**Work to do**
Arrange the lines of the records as a numbered list, beginning at the line that contains "This quickstart calls" and stopping after the line that contains "[[[7,0],[0,73],[0,332],[1456,330],[1449,0]]]". Leave out any blank lines.

Source data:
◇ ◇ ◇ ◇

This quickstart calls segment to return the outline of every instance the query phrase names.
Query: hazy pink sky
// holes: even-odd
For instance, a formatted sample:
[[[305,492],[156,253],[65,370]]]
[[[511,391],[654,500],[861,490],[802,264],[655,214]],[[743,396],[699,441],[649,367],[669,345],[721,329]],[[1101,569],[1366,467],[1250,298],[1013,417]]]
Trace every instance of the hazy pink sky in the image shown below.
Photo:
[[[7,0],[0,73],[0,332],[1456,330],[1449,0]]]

◇ ◇ ◇ ◇

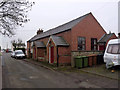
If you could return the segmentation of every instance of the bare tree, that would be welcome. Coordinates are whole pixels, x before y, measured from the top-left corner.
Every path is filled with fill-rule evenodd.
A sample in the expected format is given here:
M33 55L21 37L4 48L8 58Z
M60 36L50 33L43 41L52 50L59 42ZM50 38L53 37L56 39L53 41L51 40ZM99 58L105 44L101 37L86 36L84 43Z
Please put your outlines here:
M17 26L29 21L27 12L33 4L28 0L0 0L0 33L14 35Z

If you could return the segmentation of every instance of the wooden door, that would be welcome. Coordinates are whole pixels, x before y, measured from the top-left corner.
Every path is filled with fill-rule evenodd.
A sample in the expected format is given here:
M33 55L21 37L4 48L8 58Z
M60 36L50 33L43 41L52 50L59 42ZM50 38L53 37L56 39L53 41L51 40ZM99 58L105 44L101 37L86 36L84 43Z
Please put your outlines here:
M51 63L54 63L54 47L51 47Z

◇ ◇ ◇ ◇

**Exercise answer**
1. This quickstart calls segment to return the outline of every instance the query phrase names.
2. Query: hazy pink sky
3. // holes: even-odd
4. For instance, a formatted sample:
5. [[[305,492],[156,253],[65,370]]]
6. [[[511,391],[654,500],[861,490],[802,264],[655,214]],[[743,396],[699,441],[649,367],[669,345],[721,329]],[[1101,569],[1366,467],[1250,298],[1013,417]]]
7. Trace every instance of the hazy pink sky in the image shown below.
8. Photo:
9. [[[7,0],[0,73],[0,332],[1456,330],[1449,0]]]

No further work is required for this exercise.